— WHAT YOU WILL DO —
Show each line below that contains the word "twig", copying it in full. Case counts.

┄┄┄┄┄┄┄┄┄┄┄┄┄┄┄┄┄┄┄┄

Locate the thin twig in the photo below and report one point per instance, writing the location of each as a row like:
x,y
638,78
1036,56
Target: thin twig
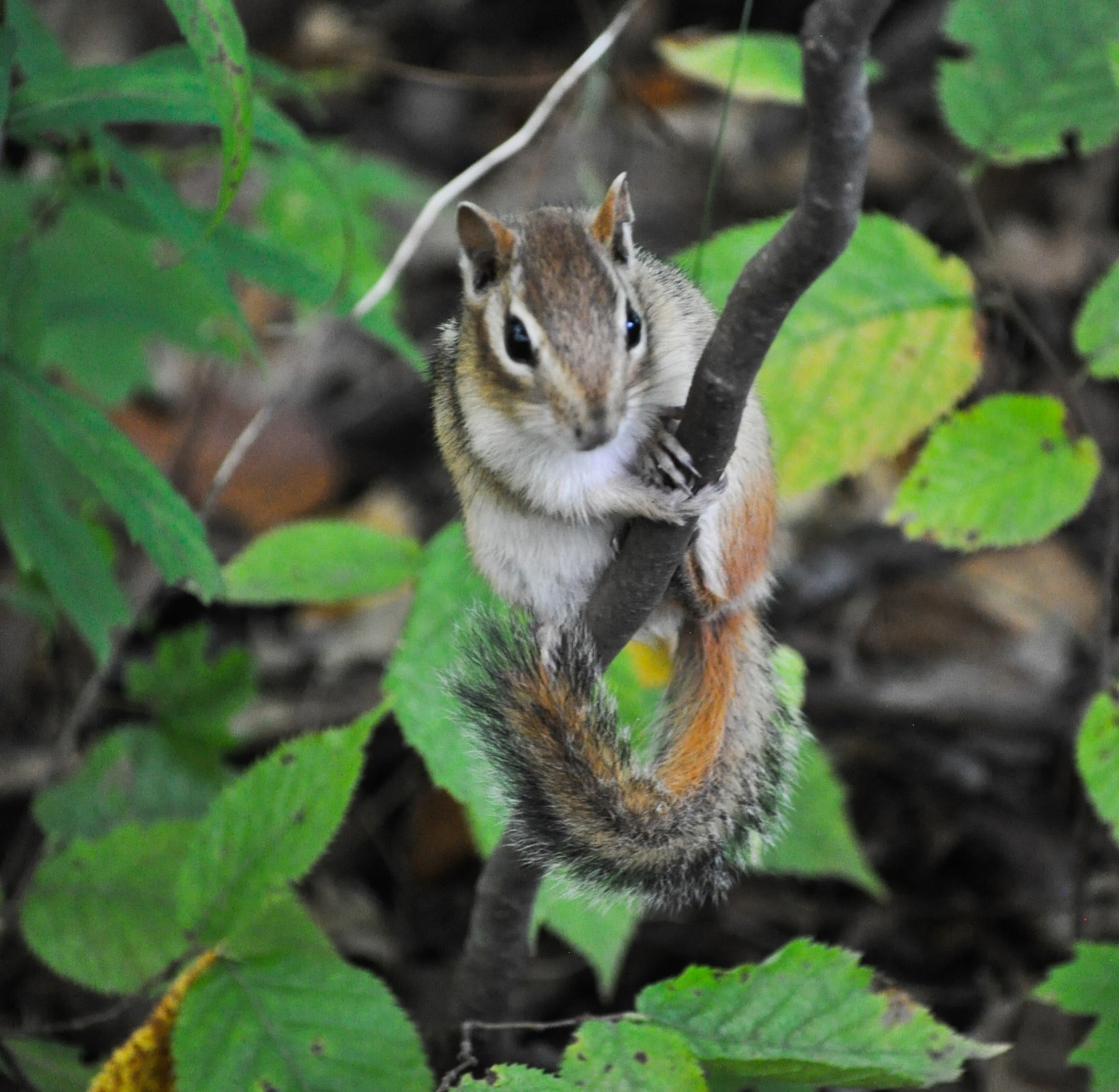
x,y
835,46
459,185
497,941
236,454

┄┄┄┄┄┄┄┄┄┄┄┄┄┄┄┄┄┄┄┄

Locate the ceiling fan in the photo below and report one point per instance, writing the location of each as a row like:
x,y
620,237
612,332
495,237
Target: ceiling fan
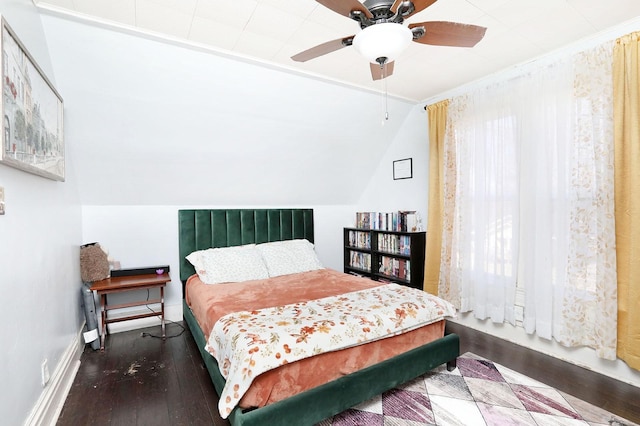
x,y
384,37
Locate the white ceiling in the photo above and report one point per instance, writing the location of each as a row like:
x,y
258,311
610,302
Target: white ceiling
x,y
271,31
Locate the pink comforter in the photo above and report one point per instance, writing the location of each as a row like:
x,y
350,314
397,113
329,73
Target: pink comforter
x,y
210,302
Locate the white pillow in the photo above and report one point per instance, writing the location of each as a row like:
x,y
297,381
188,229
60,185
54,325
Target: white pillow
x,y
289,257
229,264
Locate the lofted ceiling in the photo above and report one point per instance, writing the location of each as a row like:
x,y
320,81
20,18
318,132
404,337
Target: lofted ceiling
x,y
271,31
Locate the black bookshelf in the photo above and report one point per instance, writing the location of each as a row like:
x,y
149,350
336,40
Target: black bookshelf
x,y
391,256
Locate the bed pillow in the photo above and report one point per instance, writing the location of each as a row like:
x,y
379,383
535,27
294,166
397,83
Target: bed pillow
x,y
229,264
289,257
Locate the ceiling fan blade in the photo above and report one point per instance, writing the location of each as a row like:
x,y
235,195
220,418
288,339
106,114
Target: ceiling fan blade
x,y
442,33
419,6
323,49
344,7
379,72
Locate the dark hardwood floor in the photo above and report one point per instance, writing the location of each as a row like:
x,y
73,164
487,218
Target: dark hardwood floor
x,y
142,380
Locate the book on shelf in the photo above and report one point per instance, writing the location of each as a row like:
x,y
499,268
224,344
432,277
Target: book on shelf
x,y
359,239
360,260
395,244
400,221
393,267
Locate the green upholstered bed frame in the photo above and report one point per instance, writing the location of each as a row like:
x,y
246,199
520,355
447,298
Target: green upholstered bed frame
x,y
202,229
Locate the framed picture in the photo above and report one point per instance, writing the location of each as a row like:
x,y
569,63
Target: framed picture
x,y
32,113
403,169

┄┄┄┄┄┄┄┄┄┄┄┄┄┄┄┄┄┄┄┄

— ANSWER TO THE PROBLEM —
Locate the thin twig in the photo below and report one point per instance, writing the location of each as a row like:
Target: thin twig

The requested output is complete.